* Exercise goal *
Lay out these lines as a Markdown table with two columns, Row and Line, numbering each row and leaving out any blank lines.

— START OF Data extract —

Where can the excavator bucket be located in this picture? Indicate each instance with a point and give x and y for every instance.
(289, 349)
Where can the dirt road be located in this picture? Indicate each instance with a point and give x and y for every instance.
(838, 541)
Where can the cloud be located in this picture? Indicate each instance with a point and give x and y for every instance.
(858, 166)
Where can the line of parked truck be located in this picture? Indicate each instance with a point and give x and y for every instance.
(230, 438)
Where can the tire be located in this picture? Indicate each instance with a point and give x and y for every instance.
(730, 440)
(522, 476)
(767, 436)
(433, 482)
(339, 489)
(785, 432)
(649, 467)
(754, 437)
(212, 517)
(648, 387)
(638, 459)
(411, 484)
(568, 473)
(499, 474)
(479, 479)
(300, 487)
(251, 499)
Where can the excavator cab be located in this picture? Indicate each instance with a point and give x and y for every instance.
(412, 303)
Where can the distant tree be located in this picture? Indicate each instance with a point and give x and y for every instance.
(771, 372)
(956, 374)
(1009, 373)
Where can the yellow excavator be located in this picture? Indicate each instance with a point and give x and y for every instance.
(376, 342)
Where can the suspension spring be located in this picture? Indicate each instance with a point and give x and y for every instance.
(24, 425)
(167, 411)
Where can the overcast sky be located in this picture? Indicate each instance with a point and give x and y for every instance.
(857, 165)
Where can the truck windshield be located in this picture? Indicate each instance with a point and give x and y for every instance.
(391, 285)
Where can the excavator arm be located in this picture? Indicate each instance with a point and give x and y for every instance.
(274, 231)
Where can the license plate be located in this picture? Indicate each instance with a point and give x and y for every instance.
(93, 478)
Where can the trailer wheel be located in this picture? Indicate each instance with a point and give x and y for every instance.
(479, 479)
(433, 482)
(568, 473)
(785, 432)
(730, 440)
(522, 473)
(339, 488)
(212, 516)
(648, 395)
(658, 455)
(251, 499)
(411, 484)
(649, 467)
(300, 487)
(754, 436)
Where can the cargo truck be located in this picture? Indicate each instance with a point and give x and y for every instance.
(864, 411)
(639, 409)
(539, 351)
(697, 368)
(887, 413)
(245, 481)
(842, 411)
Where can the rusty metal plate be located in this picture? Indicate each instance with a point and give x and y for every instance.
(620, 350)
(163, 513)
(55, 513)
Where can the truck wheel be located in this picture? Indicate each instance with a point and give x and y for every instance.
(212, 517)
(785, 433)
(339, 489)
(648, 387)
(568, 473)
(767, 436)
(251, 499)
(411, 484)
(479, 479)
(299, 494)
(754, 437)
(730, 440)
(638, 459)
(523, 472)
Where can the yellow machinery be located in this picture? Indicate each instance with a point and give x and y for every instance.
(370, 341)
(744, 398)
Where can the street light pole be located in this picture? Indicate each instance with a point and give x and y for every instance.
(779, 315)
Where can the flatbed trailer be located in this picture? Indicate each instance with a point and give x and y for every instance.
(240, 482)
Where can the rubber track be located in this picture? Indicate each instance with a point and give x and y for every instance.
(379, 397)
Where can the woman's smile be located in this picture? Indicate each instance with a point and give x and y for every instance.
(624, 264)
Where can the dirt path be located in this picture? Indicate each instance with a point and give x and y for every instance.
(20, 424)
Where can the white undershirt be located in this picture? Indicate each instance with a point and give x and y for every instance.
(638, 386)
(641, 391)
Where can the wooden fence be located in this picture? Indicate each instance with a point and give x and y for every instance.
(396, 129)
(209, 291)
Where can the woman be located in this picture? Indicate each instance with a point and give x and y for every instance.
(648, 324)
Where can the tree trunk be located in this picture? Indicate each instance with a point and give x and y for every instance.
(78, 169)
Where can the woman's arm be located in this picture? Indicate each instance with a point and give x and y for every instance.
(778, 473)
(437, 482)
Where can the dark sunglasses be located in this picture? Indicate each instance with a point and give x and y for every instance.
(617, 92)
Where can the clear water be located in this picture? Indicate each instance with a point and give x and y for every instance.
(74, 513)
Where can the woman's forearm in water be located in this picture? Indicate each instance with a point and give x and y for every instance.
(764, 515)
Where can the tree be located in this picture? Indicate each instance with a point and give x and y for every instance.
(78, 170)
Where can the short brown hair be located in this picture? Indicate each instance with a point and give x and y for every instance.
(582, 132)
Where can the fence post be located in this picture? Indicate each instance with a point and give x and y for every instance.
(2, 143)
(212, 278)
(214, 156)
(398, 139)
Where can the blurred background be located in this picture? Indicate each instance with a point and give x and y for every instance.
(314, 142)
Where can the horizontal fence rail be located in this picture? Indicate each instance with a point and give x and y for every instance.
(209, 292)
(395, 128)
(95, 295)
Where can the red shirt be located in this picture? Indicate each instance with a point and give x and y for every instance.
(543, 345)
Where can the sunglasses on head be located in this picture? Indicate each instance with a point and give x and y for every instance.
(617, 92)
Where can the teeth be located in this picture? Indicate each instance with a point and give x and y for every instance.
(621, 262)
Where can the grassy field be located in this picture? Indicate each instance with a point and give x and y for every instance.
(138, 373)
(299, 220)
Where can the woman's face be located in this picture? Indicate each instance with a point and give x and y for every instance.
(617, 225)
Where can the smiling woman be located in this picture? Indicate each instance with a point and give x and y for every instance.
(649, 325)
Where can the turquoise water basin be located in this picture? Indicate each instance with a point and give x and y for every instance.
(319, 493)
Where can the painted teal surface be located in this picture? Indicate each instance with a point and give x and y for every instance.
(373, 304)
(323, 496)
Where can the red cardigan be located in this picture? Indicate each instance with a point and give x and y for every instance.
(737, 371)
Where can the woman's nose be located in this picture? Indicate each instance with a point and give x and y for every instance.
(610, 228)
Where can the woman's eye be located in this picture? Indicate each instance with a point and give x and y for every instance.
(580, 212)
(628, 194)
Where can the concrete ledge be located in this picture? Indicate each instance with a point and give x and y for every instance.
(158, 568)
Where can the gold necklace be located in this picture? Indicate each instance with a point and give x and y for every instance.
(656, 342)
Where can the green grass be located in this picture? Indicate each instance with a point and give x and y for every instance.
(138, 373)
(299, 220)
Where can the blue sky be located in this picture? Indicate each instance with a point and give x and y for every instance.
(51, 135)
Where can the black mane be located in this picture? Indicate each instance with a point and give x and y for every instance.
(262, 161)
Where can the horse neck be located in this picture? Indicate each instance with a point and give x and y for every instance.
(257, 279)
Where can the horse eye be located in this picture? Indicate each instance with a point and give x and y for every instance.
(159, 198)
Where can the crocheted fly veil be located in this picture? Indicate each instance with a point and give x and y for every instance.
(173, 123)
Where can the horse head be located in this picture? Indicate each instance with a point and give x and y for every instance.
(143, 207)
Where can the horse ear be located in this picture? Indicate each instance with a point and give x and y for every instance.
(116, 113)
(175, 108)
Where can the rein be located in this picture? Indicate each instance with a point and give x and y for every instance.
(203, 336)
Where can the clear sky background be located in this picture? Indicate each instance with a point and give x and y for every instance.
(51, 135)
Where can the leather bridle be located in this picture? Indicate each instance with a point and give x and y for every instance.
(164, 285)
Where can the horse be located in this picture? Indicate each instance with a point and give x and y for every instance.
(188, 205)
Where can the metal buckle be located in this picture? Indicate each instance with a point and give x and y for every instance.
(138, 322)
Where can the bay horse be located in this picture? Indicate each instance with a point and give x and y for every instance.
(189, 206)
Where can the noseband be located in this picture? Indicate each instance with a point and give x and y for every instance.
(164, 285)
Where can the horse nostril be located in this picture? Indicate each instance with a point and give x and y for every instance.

— END OF Data extract —

* Answer to this task *
| Row | Line |
|---|---|
| 1 | Where can the excavator bucket be located in this picture? Indicate each instance with a point and give x and y for every instance. |
| 2 | (289, 349) |
| 3 | Where can the dirt road be located in this picture? Indicate each instance with a point and give x and y for every instance. |
| 4 | (838, 541) |
| 5 | Where can the cloud be located in this picture? Indicate each instance with a point and give x and y for every instance. |
| 6 | (858, 166) |
| 7 | Where can the line of parked truck be located in this picture? Indicate each instance with a point and give x and y for every instance. |
| 8 | (230, 438) |
| 9 | Where can the tire be located in this picture? Indicate each instance with a point and give x and y for every instance. |
| 10 | (730, 440) |
| 11 | (522, 476) |
| 12 | (767, 436) |
| 13 | (433, 482) |
| 14 | (339, 489) |
| 15 | (785, 432) |
| 16 | (649, 467) |
| 17 | (754, 437) |
| 18 | (212, 517) |
| 19 | (648, 387) |
| 20 | (638, 459) |
| 21 | (411, 484) |
| 22 | (568, 473) |
| 23 | (499, 474) |
| 24 | (479, 479) |
| 25 | (300, 487) |
| 26 | (251, 499) |
| 27 | Where can the excavator cab be located in this picture? Indicate each instance with a point and give x and y for every instance. |
| 28 | (412, 303) |
| 29 | Where can the distant tree be located in this picture? Indicate each instance with a point and give x and y for every instance. |
| 30 | (771, 372) |
| 31 | (956, 374) |
| 32 | (1009, 373) |
| 33 | Where can the yellow excavator be located in this picture? Indicate each instance with a point and give x and y for every instance. |
| 34 | (376, 342) |
| 35 | Where can the suspension spring be located in this picture? Indicate each instance with a point and give x and y for every instance. |
| 36 | (24, 425) |
| 37 | (167, 411) |
| 38 | Where can the overcast sky be located in this picture? Indicate each instance with a point and give x and y for every instance. |
| 39 | (857, 165) |
| 40 | Where can the truck windshield be located in this picture? Indicate each instance with a point and give x and y for every instance. |
| 41 | (391, 285) |
| 42 | Where can the excavator arm be located in this picture? Indicate each instance with a point and give x and y for every instance. |
| 43 | (274, 231) |
| 44 | Where can the license plate be located in this picture? Indicate each instance with a point and give x and y for every instance. |
| 45 | (93, 478) |
| 46 | Where can the trailer wheel be located in this picture? Indicate each instance with a point and give x and y for every instance. |
| 47 | (479, 479) |
| 48 | (433, 482) |
| 49 | (568, 473) |
| 50 | (785, 432) |
| 51 | (730, 440) |
| 52 | (522, 473) |
| 53 | (339, 488) |
| 54 | (212, 516) |
| 55 | (648, 395) |
| 56 | (658, 455) |
| 57 | (251, 499) |
| 58 | (411, 484) |
| 59 | (649, 467) |
| 60 | (300, 487) |
| 61 | (754, 436) |
| 62 | Where can the cargo truck be located in this picture? Indicate each instance with a point and give x and y for every instance. |
| 63 | (864, 411) |
| 64 | (639, 409) |
| 65 | (539, 351) |
| 66 | (697, 368) |
| 67 | (887, 413) |
| 68 | (245, 481) |
| 69 | (842, 411) |
| 70 | Where can the rusty metal plate be located in this picture? Indicate each instance with a point and give x and y for every instance. |
| 71 | (620, 350) |
| 72 | (163, 513) |
| 73 | (55, 513) |
| 74 | Where can the truck wheel be located in this picture? Indicate each instance with a point and give x and y for every instance. |
| 75 | (212, 517) |
| 76 | (785, 433) |
| 77 | (339, 489) |
| 78 | (648, 387) |
| 79 | (568, 473) |
| 80 | (767, 436) |
| 81 | (251, 499) |
| 82 | (411, 484) |
| 83 | (479, 479) |
| 84 | (299, 494) |
| 85 | (754, 437) |
| 86 | (730, 440) |
| 87 | (638, 459) |
| 88 | (523, 472) |
| 89 | Where can the yellow machinery be located in this picture? Indicate each instance with a point and give x and y for every instance. |
| 90 | (370, 341) |
| 91 | (744, 398) |
| 92 | Where can the street light pole be located in this picture? Indicate each instance with a point and give x and y for every instance. |
| 93 | (779, 315) |
| 94 | Where can the flatbed trailer be located in this picture? Indicate each instance with a point and give x and y for every instance. |
| 95 | (240, 482) |
| 96 | Where can the rubber track be located in this picture? Indicate each instance with a point and give x and y for every instance. |
| 97 | (379, 397) |
| 98 | Where can the woman's smile be located in this picture? Indicate each instance with a point and give x and y for every instance. |
| 99 | (624, 264) |
| 100 | Where can the dirt path be located in this picture? Indicate each instance with a point and give x and y for every instance. |
| 101 | (20, 424) |
| 102 | Where can the white undershirt be located in this picture? Indicate each instance with a point and give x and y for every instance. |
| 103 | (638, 386) |
| 104 | (641, 391) |
| 105 | Where can the wooden fence be located in this picture? Indicate each instance with a point and give x and y for every instance. |
| 106 | (396, 129) |
| 107 | (209, 291) |
| 108 | Where can the woman be located in this picture? Indicate each instance with a point and give x and y for every instance. |
| 109 | (648, 324) |
| 110 | Where can the tree trunk be located in this picture? Indicate each instance with a point and give x and y for every instance. |
| 111 | (78, 169) |
| 112 | Where can the woman's arm be located in this picture? Indicate each instance with a point and give x and y for every instance. |
| 113 | (778, 473) |
| 114 | (437, 482) |
| 115 | Where can the dark sunglasses be located in this picture? Indicate each instance with a point and give x and y for every instance. |
| 116 | (617, 92) |
| 117 | Where can the clear water be located in this picture? Indicate each instance with a point and give x and y for every instance. |
| 118 | (74, 513) |
| 119 | Where can the woman's forearm in water be located in this picture? Indicate each instance with a point and give x and y for every instance. |
| 120 | (764, 515) |
| 121 | Where can the tree be located in this picture? Indicate each instance with a point and give x and y for every instance. |
| 122 | (78, 170) |
| 123 | Where can the short brown hair be located in this picture? Indicate each instance with a point and give x and y for every instance. |
| 124 | (582, 132) |
| 125 | Where can the fence post be located in this picture? Indicate each instance with a point and give x and y for every instance. |
| 126 | (2, 143) |
| 127 | (212, 278) |
| 128 | (214, 156) |
| 129 | (398, 139) |
| 130 | Where can the blurred background be located in this picture? Indicate each instance with a point and give x and y for every instance. |
| 131 | (314, 142) |
| 132 | Where can the horizontal fence rail be located in this picture? Indicate each instance with a point and give x and y for every instance. |
| 133 | (209, 292) |
| 134 | (395, 128) |
| 135 | (95, 295) |
| 136 | Where can the red shirt be located in this picture? Indicate each instance with a point and give x and y for every instance. |
| 137 | (543, 345) |
| 138 | Where can the sunglasses on head be located in this picture? Indicate each instance with a point and give x and y for every instance. |
| 139 | (617, 92) |
| 140 | Where can the teeth be located in this picture? Indicate each instance with a point and give x and y for every instance. |
| 141 | (621, 262) |
| 142 | Where can the grassy field be located in this picture? Indicate each instance with a point and give x and y for every instance. |
| 143 | (138, 373) |
| 144 | (299, 220) |
| 145 | Where can the woman's face be located in this picture? Indicate each instance with a point and give x and y for every instance. |
| 146 | (617, 225) |
| 147 | Where can the smiling woman be located in this picture? Indicate each instance with a point and give x and y for every instance. |
| 148 | (649, 325) |
| 149 | Where can the turquoise water basin be located in this picture? Indicate each instance with a point and give x and y for every instance. |
| 150 | (319, 493) |
| 151 | Where can the painted teal surface be located in this picture? Indicate each instance with a point and give x and y for every instance. |
| 152 | (373, 304) |
| 153 | (323, 496) |
| 154 | Where can the red cardigan be located in this picture? Indicate each instance with a point and give x and y for every instance. |
| 155 | (737, 371) |
| 156 | Where can the woman's nose be located in this picture? Indicate each instance with a point and give x and y for every instance. |
| 157 | (610, 228) |
| 158 | Where can the woman's eye be located in this picture? Indicate each instance with a point and give x and y for every instance. |
| 159 | (580, 212) |
| 160 | (628, 194) |
| 161 | Where can the concrete ledge be located in this picture? Indicate each instance with a point and give x and y for every instance. |
| 162 | (158, 568) |
| 163 | Where can the gold necklace be located in this picture? Indicate each instance with a point and give x and y for every instance. |
| 164 | (656, 342) |
| 165 | Where can the green grass be located in this picture? Indicate each instance with a point and give x and y for every instance. |
| 166 | (138, 373) |
| 167 | (299, 220) |
| 168 | Where can the blue sky be located in this picture? Indicate each instance with a point and give x and y for every instance. |
| 169 | (51, 135) |
| 170 | Where can the black mane be located in this picture? Indicate each instance with a point and give x and y for every instance. |
| 171 | (262, 161) |
| 172 | Where can the horse neck be located in this picture? Indicate each instance with a point and give x and y for every instance. |
| 173 | (257, 279) |
| 174 | Where can the horse eye be located in this picture? Indicate each instance with a point and give x and y for every instance. |
| 175 | (159, 198) |
| 176 | Where can the crocheted fly veil be located in this picture? Indicate each instance with a point and give x and y for every instance. |
| 177 | (173, 123) |
| 178 | Where can the horse head be located in this picture? Indicate each instance with a point and give x and y for every instance. |
| 179 | (143, 207) |
| 180 | Where can the horse ear be located in this picture? Indicate each instance with a point and give x and y for every instance. |
| 181 | (116, 113) |
| 182 | (175, 108) |
| 183 | Where can the rein be located in this picture? Indicate each instance with a point and give x and y for every instance. |
| 184 | (203, 336) |
| 185 | Where can the clear sky background be located in this picture? Indicate each instance with a point and give x and y for every instance. |
| 186 | (51, 135) |
| 187 | Where can the leather bridle be located in this picture? Indicate each instance with a point and give x and y for every instance. |
| 188 | (164, 285) |
| 189 | Where can the horse be located in this picture? Indicate each instance with a point and give x and y for every instance. |
| 190 | (188, 205) |
| 191 | Where can the metal buckle be located in this picture? Indicate each instance with a point and give x and y for every instance. |
| 192 | (138, 322) |
| 193 | Where can the bay horse be located in this picture? Indicate each instance with a point and give x and y for every instance. |
| 194 | (189, 206) |
| 195 | Where can the noseband be located in this picture? Indicate each instance with a point and give x and y for every instance. |
| 196 | (164, 285) |
| 197 | Where can the horse nostril be located in this picture? Indicate each instance with a point and give x and y for every instance. |